* _OBJETIVO_:
Responda às perguntas seguintes com base no excerto do recurso.
1. Que valor recebe o Arguido a título de pensão de reforma?
2. Que artigo do Código Penal é indicado para o crime de injúria de que o Recorrente vem acusado?
3. Quem respondeu ao recurso depois de este ser admitido?

* _EXCERTO DO TEXTO_:

☆ ☆ ☆ ☆ ☆ ☆ ☆

15 - No mais, a expressão constitui a utilização de linguagem desbragada, manifestação de alguma falta de educação por parte de quem a profere, contudo, esse tipo de comportamento, socialmente desconsiderado, visto como ordinário e violador das normas consuetudinárias da ética e da moral, é destituído de relevância penal.

18 - Pelo que, os pressupostos em que assenta o crime de injúria não se encontram preenchidos, tendo em consequência, o Arguido, de ser absolvido pela prática do mesmo.

19 - Sem prescindir sempre se dirá que, entre nós, funciona a presunção de inocência, porquanto, não sendo a prova produzida cabal no que se refere aos factos dados como provados, a douta Sentença revela uma tomada de posição à revelia da mesma e em claro desrespeito do princípio constitucionalmente consagrado da presunção de inocência do Arguido,

21 - Devendo a mesma, em consequência, ser modificada, absolvendo-se o Recorrente por ausência de prova que permita concluir sem margem para dúvida os factos consubstanciadores de um crime de injúria.

22 - De tudo o que atrás se expôs e que aqui se dá por reproduzido, resulta claro não impender sobre o Recorrente qualquer obrigação de indemnizar a Assistente.

23 - Mesmo que assim não se entenda, sempre se dirá que o valor fixado a título de indemnização civil é excessivo, porquanto, e como o Arguido declarou, o mesmo não tem rendimentos próprios, apenas recebendo o valor de 291 euros a título de pensão de reforma.

Termos em que e nos demais de direito aplicável, deve ser dado provimento ao presente recurso e ser revogada a douta sentença recorrida tendo, em consequência, o Recorrente, de ser absolvido pelo crime de injúria de que vem acusado, p.p. pelos artigo 181º do C. Penal.


*

Admitido o recurso, respondeu o digno magistrado do MºPº junto do tribunal recorrido, alegando em síntese conclusiva, que o tribunal a quo apreendeu com exactidão os factos que constituem objecto deste processo e, nessa sequência, bem andou ao condenar o recorrente como autor de um crime de injúria, não padecendo tal decisão de qualquer reparo.

☆ ☆ ☆ ☆ ☆ ☆ ☆

Excertos de dados de caixas delimitadoras
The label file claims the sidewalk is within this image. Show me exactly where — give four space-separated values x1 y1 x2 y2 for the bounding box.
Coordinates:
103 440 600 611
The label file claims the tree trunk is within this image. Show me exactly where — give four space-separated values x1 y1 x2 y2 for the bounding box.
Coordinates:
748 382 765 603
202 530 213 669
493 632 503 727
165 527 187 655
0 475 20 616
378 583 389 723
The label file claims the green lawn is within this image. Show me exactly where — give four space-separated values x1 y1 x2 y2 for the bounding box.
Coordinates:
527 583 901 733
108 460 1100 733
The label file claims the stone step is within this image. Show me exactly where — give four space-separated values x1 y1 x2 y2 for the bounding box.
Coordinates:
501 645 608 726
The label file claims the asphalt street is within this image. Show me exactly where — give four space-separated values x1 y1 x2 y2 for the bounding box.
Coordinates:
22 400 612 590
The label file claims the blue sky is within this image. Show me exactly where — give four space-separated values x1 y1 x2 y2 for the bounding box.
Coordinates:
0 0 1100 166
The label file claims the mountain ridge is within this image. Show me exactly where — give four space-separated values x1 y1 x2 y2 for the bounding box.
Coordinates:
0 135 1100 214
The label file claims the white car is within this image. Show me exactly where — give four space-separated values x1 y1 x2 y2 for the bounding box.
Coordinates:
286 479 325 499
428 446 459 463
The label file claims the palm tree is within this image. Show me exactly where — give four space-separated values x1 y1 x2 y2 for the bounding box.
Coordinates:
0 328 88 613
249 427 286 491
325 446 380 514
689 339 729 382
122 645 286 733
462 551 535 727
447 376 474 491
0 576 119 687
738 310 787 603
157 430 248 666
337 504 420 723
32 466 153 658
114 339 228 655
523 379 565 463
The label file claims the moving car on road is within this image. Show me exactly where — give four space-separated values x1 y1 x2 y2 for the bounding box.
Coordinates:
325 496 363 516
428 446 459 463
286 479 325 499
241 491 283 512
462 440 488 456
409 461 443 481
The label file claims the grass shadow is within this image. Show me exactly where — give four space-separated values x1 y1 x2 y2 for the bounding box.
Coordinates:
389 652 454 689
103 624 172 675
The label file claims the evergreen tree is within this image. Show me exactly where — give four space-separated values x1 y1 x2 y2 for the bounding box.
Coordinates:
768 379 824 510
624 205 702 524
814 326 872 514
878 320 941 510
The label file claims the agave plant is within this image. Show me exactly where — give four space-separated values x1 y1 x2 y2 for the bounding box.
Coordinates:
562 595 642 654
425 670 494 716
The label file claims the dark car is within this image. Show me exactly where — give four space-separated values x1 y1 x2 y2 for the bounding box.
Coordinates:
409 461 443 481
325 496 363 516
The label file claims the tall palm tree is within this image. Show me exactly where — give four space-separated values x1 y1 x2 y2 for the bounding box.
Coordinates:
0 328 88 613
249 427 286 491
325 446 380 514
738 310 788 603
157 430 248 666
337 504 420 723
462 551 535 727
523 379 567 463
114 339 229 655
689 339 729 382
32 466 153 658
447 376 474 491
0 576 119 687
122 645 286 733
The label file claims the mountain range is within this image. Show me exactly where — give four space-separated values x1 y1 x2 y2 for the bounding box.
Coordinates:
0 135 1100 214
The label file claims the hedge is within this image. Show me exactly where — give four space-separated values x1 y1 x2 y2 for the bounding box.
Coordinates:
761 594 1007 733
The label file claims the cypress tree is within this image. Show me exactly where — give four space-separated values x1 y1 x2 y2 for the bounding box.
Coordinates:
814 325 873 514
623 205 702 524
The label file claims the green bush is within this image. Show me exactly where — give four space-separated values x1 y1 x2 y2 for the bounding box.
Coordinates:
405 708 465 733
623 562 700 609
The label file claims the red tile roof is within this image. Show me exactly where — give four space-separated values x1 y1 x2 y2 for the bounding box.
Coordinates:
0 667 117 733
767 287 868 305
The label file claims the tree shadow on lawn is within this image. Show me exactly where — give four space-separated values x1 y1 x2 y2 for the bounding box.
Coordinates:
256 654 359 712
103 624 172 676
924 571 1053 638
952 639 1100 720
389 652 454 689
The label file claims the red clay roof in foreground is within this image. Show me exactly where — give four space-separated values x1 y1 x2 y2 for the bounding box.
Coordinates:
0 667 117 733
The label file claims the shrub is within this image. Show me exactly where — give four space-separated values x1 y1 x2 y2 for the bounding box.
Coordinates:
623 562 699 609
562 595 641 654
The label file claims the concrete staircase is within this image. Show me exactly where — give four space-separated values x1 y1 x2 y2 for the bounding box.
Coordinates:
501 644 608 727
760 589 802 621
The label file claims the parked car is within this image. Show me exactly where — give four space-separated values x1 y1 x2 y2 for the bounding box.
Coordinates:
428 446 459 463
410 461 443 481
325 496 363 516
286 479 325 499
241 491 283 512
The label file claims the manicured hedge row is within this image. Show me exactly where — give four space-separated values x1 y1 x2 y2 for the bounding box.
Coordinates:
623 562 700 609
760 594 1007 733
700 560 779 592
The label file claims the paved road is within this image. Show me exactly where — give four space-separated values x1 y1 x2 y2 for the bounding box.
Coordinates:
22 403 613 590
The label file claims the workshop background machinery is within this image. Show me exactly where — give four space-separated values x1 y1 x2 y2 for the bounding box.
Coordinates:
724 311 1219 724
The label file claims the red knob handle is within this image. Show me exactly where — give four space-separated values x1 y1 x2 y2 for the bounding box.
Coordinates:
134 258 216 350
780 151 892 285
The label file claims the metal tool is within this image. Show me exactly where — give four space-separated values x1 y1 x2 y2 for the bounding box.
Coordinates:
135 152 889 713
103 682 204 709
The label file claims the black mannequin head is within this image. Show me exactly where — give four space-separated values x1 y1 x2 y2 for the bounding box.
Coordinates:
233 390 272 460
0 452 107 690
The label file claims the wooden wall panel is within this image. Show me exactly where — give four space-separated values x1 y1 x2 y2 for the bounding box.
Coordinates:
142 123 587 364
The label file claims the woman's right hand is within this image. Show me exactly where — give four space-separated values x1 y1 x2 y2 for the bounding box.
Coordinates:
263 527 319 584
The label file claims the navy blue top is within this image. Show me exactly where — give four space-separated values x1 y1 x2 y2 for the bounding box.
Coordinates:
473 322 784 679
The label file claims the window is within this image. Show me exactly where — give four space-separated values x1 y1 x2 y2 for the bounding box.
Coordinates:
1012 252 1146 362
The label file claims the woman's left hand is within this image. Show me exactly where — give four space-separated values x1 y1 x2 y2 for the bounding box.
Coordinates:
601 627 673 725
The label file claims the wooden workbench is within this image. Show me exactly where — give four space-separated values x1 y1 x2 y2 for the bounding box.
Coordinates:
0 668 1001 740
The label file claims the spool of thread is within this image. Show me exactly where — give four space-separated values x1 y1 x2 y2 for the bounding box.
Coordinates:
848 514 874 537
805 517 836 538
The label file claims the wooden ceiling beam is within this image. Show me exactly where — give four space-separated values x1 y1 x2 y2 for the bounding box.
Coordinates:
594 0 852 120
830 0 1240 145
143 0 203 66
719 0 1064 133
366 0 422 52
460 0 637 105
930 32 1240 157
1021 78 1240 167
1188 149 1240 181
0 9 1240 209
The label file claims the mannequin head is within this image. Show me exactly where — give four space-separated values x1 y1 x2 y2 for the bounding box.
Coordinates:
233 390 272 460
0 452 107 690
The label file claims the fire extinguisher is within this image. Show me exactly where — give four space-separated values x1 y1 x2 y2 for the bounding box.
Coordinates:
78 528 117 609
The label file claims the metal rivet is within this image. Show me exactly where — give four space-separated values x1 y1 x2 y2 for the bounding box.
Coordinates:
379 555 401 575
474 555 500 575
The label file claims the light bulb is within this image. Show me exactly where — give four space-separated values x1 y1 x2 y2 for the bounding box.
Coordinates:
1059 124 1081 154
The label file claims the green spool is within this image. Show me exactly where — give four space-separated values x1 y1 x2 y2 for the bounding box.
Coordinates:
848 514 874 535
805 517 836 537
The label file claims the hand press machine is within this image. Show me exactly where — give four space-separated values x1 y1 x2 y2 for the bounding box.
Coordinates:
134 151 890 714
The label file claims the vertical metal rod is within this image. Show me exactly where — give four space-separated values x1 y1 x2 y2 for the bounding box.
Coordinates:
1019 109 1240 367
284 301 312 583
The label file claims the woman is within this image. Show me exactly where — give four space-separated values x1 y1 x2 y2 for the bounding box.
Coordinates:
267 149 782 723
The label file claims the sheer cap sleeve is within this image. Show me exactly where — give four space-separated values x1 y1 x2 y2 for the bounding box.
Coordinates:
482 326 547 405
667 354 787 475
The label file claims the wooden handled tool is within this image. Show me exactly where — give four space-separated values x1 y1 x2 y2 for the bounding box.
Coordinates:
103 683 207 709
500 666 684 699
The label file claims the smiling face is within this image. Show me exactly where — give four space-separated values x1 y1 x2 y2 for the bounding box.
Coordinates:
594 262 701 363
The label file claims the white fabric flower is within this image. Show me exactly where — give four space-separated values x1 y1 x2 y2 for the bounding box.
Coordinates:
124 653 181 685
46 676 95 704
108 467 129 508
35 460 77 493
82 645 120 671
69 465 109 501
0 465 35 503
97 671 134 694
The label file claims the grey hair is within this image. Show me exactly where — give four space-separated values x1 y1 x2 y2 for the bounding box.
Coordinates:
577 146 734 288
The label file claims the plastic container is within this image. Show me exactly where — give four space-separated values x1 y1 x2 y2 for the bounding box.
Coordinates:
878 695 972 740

☆ ☆ ☆ ☆ ☆ ☆ ☆

* _RESPOSTA ESCRITA_:
1. O Arguido recebe 291 euros a título de pensão de reforma.
2. É indicado o artigo 181º do Código Penal.
3. Respondeu o digno magistrado do MºPº junto do tribunal recorrido.